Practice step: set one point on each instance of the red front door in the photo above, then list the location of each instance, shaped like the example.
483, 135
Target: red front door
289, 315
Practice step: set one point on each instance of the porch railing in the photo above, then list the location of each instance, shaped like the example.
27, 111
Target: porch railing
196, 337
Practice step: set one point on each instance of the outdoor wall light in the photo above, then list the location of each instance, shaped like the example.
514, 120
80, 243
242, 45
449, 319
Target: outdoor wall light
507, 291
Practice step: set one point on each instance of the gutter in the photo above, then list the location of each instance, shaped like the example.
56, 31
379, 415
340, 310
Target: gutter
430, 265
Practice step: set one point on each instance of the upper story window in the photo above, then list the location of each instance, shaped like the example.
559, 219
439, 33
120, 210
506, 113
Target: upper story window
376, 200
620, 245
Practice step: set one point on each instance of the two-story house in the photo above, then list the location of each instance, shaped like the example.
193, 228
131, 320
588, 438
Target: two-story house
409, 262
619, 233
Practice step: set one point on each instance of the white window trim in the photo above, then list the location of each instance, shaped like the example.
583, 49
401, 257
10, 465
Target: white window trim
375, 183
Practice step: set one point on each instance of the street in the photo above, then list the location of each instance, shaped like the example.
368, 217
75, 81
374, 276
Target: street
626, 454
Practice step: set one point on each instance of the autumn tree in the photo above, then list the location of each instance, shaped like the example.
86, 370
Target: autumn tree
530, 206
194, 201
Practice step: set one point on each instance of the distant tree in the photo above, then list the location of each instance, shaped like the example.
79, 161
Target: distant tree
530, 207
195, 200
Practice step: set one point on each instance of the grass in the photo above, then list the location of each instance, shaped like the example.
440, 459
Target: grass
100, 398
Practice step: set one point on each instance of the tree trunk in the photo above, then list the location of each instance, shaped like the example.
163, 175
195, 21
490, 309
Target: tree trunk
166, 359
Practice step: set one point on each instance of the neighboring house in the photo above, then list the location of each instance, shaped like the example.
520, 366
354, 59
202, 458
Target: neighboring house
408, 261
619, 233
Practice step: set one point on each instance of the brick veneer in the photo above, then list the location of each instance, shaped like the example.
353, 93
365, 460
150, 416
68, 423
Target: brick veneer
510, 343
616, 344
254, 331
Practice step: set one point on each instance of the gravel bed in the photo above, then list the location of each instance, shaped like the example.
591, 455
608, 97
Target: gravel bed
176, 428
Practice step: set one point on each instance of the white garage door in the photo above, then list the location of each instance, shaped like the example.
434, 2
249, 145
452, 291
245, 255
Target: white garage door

### Description of the task
Where a line in the listing above contains "garage", copy that line.

### Written answer
Practice step: set one point on each instance of the white garage door in the photo above, then list the location of each instance, shaped like the example.
Target: white garage door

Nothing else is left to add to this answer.